● **Input for this task**:
* start *
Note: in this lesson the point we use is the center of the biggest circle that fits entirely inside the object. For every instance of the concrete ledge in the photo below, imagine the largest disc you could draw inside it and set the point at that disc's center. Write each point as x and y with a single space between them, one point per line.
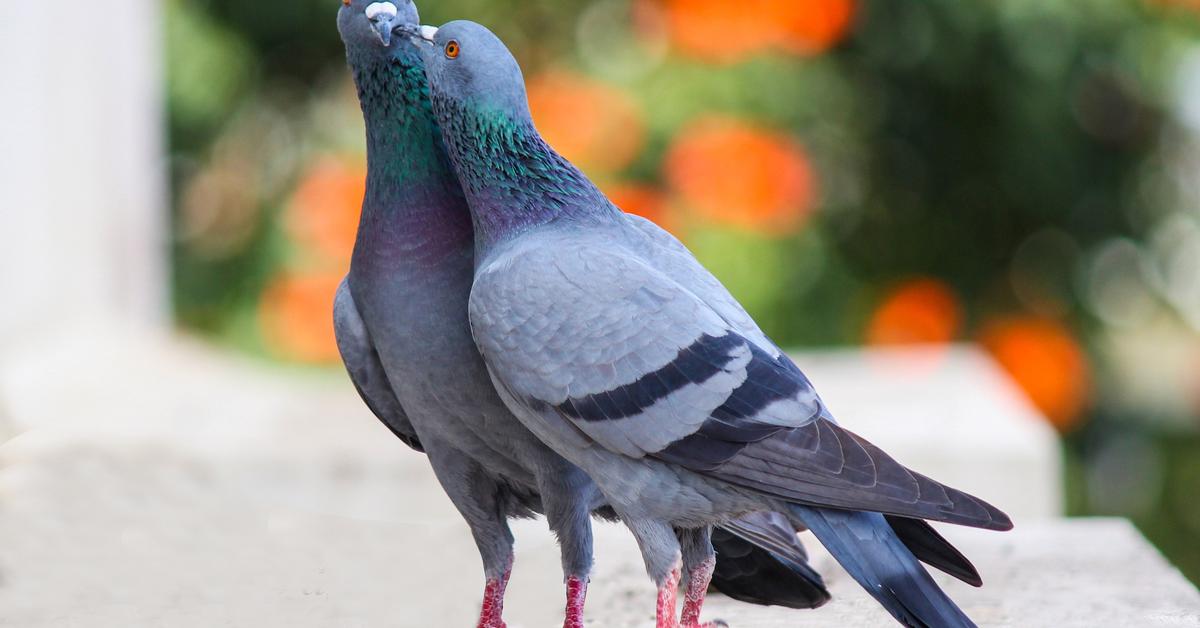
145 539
* end *
* start *
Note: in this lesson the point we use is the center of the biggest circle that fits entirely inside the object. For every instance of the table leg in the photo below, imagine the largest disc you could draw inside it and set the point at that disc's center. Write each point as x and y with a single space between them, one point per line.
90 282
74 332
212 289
* end *
* start *
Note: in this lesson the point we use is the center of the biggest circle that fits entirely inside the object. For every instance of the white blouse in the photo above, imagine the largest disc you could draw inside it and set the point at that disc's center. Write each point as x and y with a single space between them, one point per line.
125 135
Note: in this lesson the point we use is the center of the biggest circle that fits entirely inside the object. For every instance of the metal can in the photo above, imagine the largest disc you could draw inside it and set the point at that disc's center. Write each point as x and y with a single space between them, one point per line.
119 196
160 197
* end *
● **What to do**: Return every line of the material above that contains the word "white".

● **Problem solution**:
Note: in this lesson the point we use is the center of the biggest circle that fits entirely inside the object. For every instance of the white blouse in the photo above, imagine the largest disc you could draw inside it and set the point at that disc's center. Write each point as x and y with a single space between them, one point per line.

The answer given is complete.